Text block:
---

Despite the rise of big data, the cloud and the countless other electronic innovations looking to tap into our collective brainpower, predictions remained as difficult to get right as ever in 2013.
For every no-brainer like the rise of consumer mobile smartphone and tablet use, there were equally surprising curveballs that confounded the experts like the rapid rise of virtual currency from the fringe of the blogosphere to headline mainstay.
So, as we head into 2014, we’re taking a moment to look back at predictions made at the start of 2013 as listed in “PYMNTS Prochecies: Our Take On Eight 2013 Predictions.” We’re tackling the same topics and predictions once again, this time with the benefit of a little hindsight, weighing in on how well the industry predicted developments in mobile, eCommerce, security and more to reveal who got it right and who didn’t get it.
So, when all the dust settled whose predictions rang true, and who would rather wipe their false prophecies from the record books? Read on to see our final verdicts.
1) No NFC In 2013
PayPal president David Marcus offered his predictions for 2014 in a recent blog post, and if you’re wondering whether you should heed his advice, a look back at his forecast from 2013 suggests so.

---

[Excerpts from a location annotation dataset]
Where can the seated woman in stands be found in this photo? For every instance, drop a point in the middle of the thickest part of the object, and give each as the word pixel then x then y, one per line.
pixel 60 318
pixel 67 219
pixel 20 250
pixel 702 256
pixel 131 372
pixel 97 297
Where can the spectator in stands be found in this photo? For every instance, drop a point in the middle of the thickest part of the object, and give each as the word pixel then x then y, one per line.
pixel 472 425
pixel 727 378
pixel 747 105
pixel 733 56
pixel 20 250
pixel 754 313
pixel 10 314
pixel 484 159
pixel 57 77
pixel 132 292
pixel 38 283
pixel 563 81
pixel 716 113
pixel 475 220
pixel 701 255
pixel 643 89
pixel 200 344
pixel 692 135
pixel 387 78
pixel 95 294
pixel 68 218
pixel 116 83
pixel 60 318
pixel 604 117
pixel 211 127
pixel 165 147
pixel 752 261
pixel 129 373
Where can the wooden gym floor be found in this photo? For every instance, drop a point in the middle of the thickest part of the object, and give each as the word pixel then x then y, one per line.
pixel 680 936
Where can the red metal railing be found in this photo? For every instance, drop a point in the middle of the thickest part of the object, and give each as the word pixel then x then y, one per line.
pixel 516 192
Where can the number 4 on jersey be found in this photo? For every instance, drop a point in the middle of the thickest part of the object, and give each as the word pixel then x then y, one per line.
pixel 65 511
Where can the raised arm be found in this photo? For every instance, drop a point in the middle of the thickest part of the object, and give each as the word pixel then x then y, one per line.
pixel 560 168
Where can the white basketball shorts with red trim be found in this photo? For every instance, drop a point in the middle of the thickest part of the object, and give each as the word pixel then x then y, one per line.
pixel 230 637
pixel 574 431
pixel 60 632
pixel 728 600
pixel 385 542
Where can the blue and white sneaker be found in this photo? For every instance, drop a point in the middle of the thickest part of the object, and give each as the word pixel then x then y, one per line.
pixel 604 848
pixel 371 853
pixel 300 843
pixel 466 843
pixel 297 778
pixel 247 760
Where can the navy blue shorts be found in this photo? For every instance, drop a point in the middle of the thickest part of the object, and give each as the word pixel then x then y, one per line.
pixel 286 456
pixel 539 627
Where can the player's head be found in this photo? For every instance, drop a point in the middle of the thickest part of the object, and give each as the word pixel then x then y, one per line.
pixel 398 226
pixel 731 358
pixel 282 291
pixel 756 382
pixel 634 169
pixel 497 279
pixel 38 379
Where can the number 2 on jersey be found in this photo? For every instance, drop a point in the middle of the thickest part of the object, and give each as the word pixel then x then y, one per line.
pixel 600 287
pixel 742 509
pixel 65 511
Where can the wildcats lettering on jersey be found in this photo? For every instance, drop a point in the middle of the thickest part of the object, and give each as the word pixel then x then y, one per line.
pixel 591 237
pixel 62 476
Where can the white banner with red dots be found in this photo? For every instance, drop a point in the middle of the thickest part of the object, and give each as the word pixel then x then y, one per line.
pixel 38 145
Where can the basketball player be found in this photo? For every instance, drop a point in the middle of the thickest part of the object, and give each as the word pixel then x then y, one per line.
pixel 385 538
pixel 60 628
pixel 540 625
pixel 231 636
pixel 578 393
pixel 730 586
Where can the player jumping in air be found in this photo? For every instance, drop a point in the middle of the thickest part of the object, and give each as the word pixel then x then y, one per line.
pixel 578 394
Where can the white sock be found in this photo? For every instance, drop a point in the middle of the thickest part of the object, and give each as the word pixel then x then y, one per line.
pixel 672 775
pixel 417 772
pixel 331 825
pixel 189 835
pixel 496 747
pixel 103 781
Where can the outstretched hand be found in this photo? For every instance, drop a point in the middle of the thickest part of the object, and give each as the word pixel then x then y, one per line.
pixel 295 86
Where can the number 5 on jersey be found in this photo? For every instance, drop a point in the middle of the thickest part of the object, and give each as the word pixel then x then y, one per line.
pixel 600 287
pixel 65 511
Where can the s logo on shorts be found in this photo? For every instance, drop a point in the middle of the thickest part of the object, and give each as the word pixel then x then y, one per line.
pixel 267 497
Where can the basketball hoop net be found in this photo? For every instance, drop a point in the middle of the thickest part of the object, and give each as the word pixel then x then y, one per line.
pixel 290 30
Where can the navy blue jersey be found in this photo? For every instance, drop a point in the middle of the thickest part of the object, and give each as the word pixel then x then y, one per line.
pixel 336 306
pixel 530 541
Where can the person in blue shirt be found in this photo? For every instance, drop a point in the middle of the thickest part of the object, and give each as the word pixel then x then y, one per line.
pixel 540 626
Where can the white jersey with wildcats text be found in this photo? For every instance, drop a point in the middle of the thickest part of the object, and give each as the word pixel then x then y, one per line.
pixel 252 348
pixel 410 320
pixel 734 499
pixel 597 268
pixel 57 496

---

Set of tasks:
(A) Give the passage of the piece on 2013 predictions starting at "For every no-brainer" and ending at "our final verdicts.", changing "hindsight" to "perspective".
(B) Write out the lines of the listing starting at the line that contains "Where can the basketball player" and ending at the line that contains "pixel 103 781", both lines included.

Problem solutions:
(A)
For every no-brainer like the rise of consumer mobile smartphone and tablet use, there were equally surprising curveballs that confounded the experts like the rapid rise of virtual currency from the fringe of the blogosphere to headline mainstay.
So, as we head into 2014, we’re taking a moment to look back at predictions made at the start of 2013 as listed in “PYMNTS Prochecies: Our Take On Eight 2013 Predictions.” We’re tackling the same topics and predictions once again, this time with the benefit of a little perspective, weighing in on how well the industry predicted developments in mobile, eCommerce, security and more to reveal who got it right and who didn’t get it.
So, when all the dust settled whose predictions rang true, and who would rather wipe their false prophecies from the record books? Read on to see our final verdicts.

(B)
Where can the basketball player be found in this photo? For every instance, drop a point in the middle of the thickest part of the object, and give each as the word pixel then x then y, one per line.
pixel 385 538
pixel 60 628
pixel 540 625
pixel 231 636
pixel 578 393
pixel 730 586
Where can the player jumping in air be found in this photo? For every instance, drop a point in the middle of the thickest part of the object, and give each as the word pixel then x then y, one per line.
pixel 578 394
Where can the white sock be found in this photo? For every instance, drop a point in the middle of the thickest part of the object, and give each as the word pixel then x then y, one per line.
pixel 672 775
pixel 417 772
pixel 331 825
pixel 189 835
pixel 496 747
pixel 103 781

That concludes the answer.